## Stated goal:
Reproduce, word for word, the part of the records that opens with the line containing "Exercise. Point out the mirror" and runs through the end of the records, with both of those lines included.

[Point labels for photos]
========================================

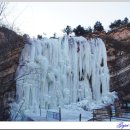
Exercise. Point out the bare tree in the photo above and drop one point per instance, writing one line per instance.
(3, 6)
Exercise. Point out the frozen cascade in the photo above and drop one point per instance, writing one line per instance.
(58, 72)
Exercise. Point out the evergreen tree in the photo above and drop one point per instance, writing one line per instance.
(98, 27)
(79, 31)
(67, 30)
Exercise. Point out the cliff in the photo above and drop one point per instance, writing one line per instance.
(11, 45)
(118, 51)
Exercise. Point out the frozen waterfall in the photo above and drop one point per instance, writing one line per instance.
(54, 73)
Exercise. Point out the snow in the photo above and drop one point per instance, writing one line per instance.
(69, 72)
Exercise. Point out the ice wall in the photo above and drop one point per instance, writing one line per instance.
(58, 72)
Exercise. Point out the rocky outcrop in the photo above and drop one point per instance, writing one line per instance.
(11, 45)
(118, 51)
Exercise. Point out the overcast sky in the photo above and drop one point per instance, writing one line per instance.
(49, 17)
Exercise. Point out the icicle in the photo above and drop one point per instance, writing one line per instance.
(57, 72)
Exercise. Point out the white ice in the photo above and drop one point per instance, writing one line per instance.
(64, 72)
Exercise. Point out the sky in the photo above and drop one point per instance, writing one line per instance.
(42, 18)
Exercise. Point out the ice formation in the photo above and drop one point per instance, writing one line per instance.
(55, 73)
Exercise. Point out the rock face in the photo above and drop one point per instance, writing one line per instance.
(11, 45)
(118, 51)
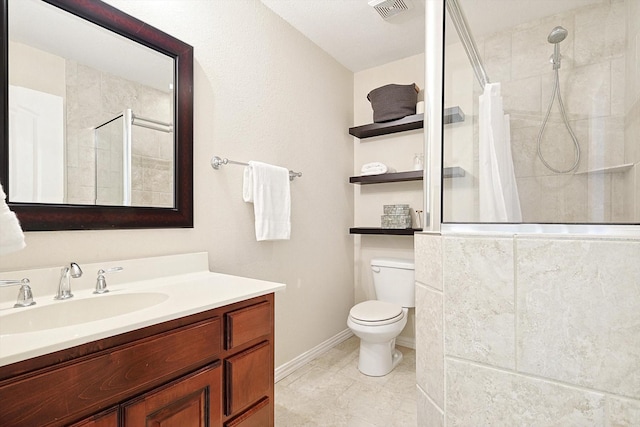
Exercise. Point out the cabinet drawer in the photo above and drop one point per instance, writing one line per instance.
(247, 377)
(194, 401)
(107, 418)
(107, 378)
(247, 324)
(259, 415)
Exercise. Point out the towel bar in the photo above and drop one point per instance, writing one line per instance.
(216, 162)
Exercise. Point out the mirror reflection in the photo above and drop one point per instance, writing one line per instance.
(90, 113)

========================================

## Task answer:
Exercise. Point out the mirror reflection in the photo above and drop one point per instance, writing one line per instance.
(90, 113)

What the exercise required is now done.